## Text segment:
Exercises on Array Shaping

Array Meta-data and dtype

Internally, NumPy arrays look like this:

Individual elements (scalars) have lightweight wrappers around them that treat them as single-element arrays.

In [44]:
# arrays have several pieces of meta-data, driven in part by the dtype of the array
def dumpArrayInfo(arr):
    print "%15s: %s" % ("shape", arr.shape)
    print "%15s: %s" % ("dtype", arr.dtype)                         
    print "%15s: %s" % ("size", arr.size)                           
    print "%15s: %s" % ("itemsize", arr.itemsize)                   
    print "%15s: %s" % ("size * itemsize", arr.size * arr.itemsize)

    
arr = np.arange(10)
dumpArray(arr)
dumpArrayInfo(arr)

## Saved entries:
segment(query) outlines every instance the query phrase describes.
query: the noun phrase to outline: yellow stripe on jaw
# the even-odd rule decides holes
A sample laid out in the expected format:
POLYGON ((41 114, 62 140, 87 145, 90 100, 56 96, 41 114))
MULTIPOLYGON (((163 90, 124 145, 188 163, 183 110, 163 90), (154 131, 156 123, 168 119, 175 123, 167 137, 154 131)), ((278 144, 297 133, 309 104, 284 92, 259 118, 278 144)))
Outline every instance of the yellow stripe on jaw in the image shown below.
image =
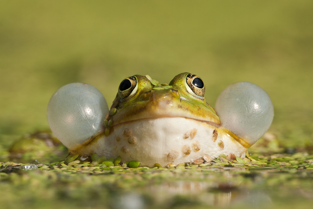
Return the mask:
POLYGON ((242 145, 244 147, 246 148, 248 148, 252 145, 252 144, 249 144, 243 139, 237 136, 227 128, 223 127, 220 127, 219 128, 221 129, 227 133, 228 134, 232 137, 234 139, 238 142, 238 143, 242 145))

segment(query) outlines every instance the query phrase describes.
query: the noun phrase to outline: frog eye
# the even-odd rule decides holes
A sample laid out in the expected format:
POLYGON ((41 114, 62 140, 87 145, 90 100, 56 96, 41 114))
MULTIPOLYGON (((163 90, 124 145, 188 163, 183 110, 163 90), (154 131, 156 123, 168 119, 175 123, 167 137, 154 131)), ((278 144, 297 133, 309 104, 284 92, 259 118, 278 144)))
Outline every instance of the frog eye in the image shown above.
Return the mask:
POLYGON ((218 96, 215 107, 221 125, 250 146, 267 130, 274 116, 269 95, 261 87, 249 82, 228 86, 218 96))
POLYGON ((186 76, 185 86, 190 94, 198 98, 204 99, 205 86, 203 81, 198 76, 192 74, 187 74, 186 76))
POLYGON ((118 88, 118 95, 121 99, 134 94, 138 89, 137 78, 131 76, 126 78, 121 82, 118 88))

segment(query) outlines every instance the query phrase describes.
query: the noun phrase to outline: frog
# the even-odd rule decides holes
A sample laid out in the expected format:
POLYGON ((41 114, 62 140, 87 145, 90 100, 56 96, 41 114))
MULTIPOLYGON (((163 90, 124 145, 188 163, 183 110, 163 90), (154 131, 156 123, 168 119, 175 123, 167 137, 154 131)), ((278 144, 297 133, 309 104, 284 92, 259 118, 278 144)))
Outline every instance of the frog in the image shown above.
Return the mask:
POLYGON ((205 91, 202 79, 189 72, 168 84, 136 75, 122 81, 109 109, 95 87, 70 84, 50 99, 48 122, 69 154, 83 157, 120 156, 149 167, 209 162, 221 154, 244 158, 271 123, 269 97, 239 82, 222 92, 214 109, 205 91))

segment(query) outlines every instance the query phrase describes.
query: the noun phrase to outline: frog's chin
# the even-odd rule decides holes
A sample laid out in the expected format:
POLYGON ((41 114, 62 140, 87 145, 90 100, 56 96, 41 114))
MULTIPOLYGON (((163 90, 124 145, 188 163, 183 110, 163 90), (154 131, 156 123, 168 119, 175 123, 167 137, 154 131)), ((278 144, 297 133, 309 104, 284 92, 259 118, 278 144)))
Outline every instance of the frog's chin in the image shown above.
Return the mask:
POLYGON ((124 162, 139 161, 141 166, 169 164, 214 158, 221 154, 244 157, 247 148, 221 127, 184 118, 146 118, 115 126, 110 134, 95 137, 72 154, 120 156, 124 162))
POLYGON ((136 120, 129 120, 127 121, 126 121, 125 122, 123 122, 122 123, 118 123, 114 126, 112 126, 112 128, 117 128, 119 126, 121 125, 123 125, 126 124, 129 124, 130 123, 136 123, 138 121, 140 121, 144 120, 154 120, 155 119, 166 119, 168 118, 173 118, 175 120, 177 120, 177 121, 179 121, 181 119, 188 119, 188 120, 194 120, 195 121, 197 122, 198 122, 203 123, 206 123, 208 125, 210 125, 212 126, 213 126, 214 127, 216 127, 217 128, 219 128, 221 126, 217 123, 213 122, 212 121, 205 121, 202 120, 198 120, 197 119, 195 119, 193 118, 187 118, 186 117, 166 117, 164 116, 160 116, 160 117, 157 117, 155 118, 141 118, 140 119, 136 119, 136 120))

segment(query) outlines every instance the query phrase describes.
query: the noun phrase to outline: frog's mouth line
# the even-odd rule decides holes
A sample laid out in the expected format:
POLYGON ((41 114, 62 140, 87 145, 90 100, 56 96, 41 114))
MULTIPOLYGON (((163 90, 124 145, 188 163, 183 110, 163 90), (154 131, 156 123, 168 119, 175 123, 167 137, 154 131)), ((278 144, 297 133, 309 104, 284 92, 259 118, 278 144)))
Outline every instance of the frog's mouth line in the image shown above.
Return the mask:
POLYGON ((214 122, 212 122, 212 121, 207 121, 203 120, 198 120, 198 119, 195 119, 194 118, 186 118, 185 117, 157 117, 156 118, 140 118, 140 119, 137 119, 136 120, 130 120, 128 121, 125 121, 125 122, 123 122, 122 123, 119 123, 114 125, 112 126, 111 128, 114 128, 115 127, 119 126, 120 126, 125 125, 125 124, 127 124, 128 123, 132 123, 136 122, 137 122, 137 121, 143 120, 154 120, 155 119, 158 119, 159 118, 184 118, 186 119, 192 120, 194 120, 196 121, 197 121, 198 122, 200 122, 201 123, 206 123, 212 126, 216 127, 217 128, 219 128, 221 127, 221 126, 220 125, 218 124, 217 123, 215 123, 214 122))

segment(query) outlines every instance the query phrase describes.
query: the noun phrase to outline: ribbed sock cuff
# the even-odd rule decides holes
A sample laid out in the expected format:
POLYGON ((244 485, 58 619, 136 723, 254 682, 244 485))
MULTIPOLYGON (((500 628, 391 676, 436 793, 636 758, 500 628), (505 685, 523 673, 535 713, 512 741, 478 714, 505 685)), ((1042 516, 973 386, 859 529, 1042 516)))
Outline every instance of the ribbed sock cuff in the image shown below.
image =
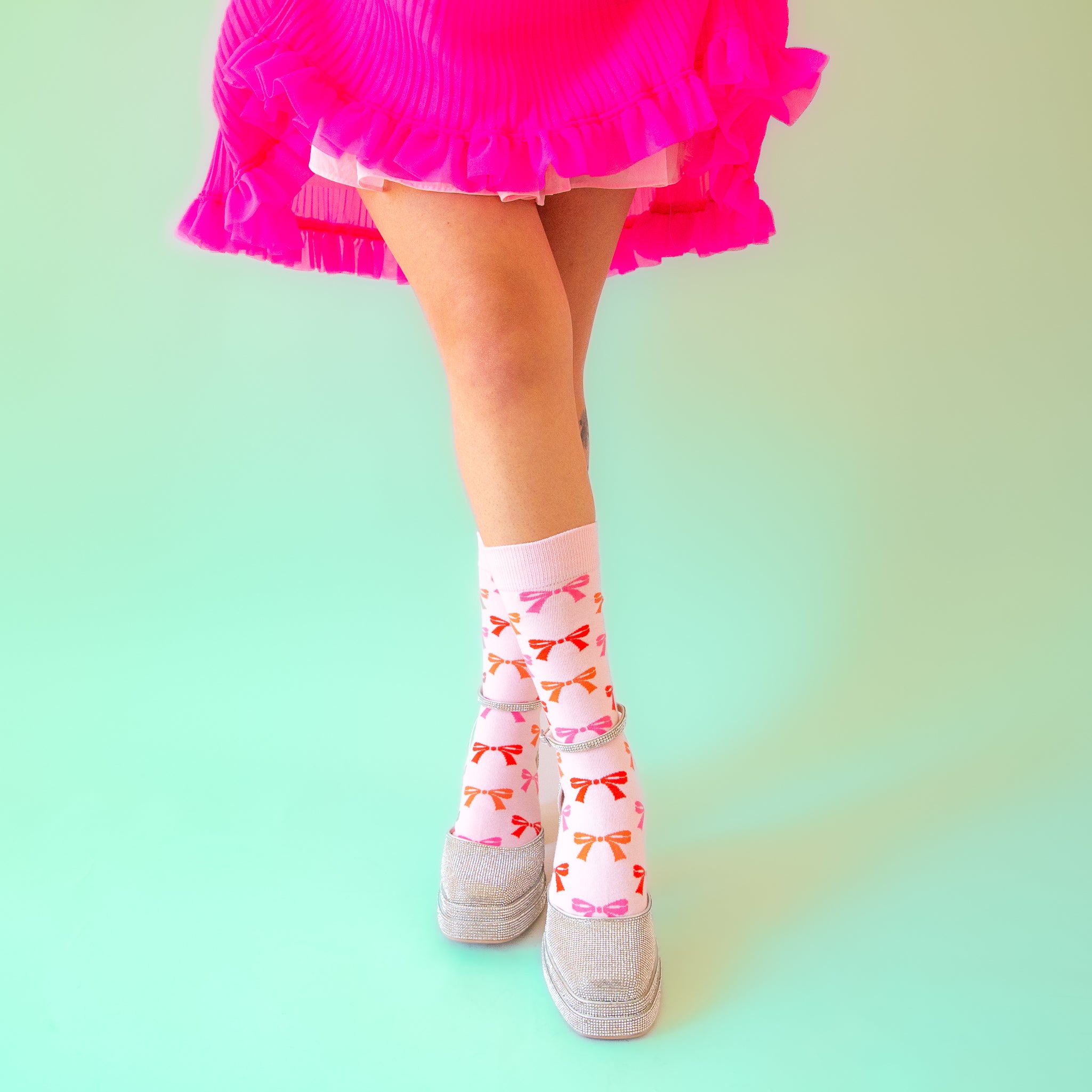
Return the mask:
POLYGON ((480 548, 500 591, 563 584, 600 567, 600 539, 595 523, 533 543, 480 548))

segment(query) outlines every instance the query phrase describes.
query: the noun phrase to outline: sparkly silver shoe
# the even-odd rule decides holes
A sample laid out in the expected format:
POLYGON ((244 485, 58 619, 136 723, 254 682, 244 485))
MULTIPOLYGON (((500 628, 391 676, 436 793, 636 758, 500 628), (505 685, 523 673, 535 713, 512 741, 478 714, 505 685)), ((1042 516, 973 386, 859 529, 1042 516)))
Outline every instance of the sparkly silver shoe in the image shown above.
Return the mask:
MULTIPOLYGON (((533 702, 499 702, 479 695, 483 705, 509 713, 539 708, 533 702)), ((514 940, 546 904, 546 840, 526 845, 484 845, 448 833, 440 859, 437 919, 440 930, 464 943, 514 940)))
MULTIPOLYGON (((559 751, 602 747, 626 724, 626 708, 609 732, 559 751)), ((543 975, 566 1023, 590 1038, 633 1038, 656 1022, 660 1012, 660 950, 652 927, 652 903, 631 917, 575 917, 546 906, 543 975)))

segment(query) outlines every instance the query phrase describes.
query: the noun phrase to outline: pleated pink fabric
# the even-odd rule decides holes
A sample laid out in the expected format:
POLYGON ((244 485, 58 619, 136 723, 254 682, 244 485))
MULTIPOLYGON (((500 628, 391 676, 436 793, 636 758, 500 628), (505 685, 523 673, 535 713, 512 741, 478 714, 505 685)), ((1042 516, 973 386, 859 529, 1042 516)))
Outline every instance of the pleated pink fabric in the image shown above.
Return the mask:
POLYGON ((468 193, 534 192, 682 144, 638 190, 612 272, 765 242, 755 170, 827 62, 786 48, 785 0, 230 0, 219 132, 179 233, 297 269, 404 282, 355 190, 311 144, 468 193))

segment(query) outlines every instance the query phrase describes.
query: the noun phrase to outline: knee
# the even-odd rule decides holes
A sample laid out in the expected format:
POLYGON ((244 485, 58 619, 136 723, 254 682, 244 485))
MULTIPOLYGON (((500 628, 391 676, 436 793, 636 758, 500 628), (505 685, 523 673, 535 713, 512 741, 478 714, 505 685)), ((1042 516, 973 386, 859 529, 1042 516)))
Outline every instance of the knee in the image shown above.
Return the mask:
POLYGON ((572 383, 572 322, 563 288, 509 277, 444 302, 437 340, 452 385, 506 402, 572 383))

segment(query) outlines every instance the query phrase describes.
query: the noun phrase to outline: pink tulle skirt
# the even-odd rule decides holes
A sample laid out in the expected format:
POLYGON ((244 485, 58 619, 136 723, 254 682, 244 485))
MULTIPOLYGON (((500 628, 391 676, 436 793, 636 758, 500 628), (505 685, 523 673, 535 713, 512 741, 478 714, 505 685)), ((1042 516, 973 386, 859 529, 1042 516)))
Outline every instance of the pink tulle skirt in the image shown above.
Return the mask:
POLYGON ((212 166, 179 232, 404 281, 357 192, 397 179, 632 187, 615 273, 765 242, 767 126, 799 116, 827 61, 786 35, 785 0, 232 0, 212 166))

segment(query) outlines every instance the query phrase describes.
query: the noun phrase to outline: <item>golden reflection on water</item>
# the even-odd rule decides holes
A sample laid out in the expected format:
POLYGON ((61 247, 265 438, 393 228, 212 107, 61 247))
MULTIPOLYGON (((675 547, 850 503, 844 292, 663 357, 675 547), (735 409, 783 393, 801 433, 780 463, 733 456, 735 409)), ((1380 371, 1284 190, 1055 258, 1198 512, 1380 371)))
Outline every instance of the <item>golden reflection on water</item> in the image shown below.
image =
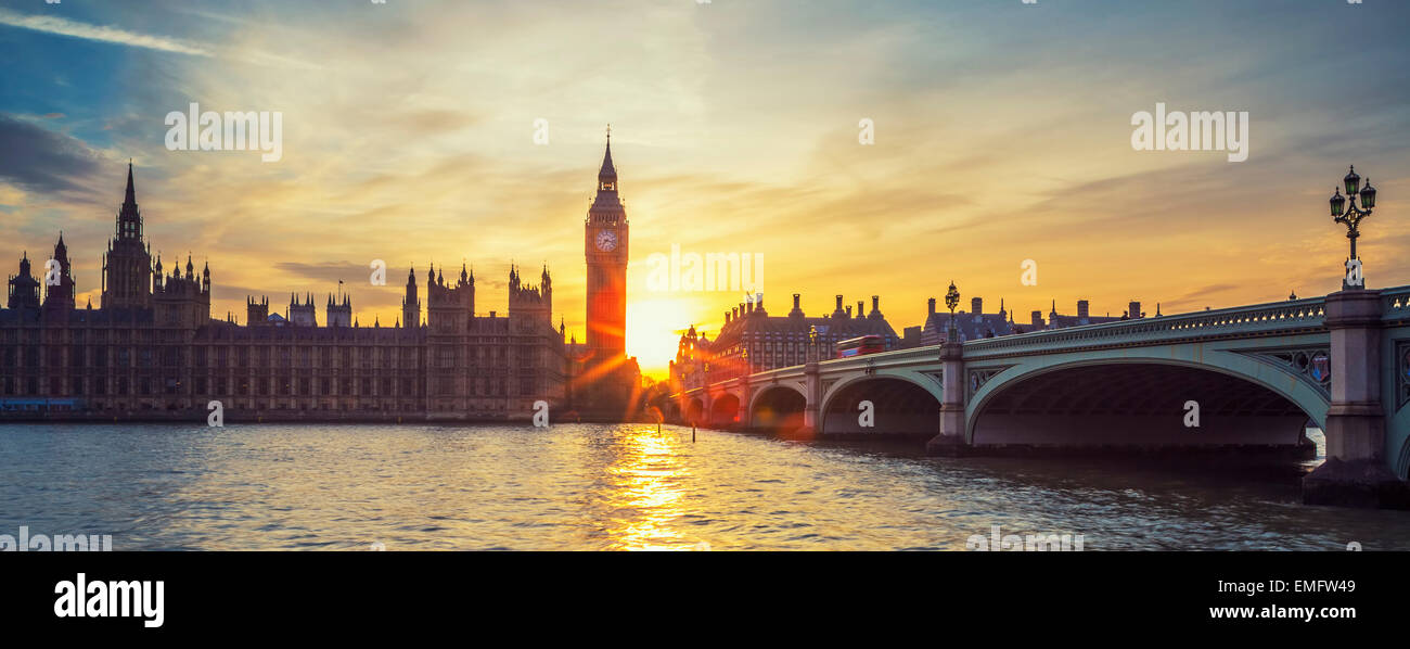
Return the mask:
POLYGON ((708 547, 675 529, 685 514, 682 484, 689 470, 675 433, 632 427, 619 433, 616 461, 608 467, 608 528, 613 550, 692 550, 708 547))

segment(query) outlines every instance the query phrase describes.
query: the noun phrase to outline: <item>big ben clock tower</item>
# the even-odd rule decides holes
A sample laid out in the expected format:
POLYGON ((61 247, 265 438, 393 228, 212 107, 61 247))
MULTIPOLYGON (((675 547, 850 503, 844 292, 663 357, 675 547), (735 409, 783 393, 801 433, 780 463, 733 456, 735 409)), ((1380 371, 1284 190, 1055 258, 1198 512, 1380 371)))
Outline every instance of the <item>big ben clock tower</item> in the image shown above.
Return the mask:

## Tasks to perform:
[1] Reproduce the NumPy array text word for word, starting with "Individual elements (scalars)" and going on through "arr.size * arr.itemsize)".
[2] Write the next part of the NumPy array text, picking up after its final line.
The rows have no connection to the NumPy array text.

## Outputs for the tasks:
[1]
Individual elements (scalars) have lightweight wrappers around them that treat them as single-element arrays.

In [44]:
# arrays have several pieces of meta-data, driven in part by the dtype of the array
def dumpArrayInfo(arr):
    print "%15s: %s" % ("shape", arr.shape)
    print "%15s: %s" % ("dtype", arr.dtype)                         
    print "%15s: %s" % ("size", arr.size)                           
    print "%15s: %s" % ("itemsize", arr.itemsize)                   
    print "%15s: %s" % ("size * itemsize", arr.size * arr.itemsize)

[2]
(10,) array of int64:
[0 1 2 3 4 5 6 7 8 9]
          shape: (10,)
          dtype: int64
           size: 10
       itemsize: 8
size * itemsize: 80
In [ ]:
arr = np.arange(10.0).reshape(5,2)
dumpArrayInfo(arr)

And the dtype itself can be querried for information:

In [ ]:
def dumpDtypeInfo(dt):
    print "%15s: %s" % ("name", dt.name)
    print "%15s: %s" % ("byteorder", dt.byteorder)
    print "%15s: %s" % ("itemsize",  dt.itemsize)
    print "%15s: %s" % ("type", dt.type)

dumpDtypeInfo(arr.dtype)

Usually, we can get the right dtype through inference:

In [ ]:
arr1 = np.array([1,2,3])
arr2 = np.array([1, 2, 3.14150])

print "arr1 type: ", arr1.dtype
print "arr2 type: ", arr2.dtype

We can also manually specify a dtype in many array creation routines

In [ ]:
arr1 = np.array([1,2,3], dtype=np.float32)
dumpArray(arr1)

And we can convert dtypes with array.astype

In [ ]:
arr = np.arange(10)
dumpArray(arr)

converted = arr.astype(np.float_)
print "after converting types:"
dumpArray(converted)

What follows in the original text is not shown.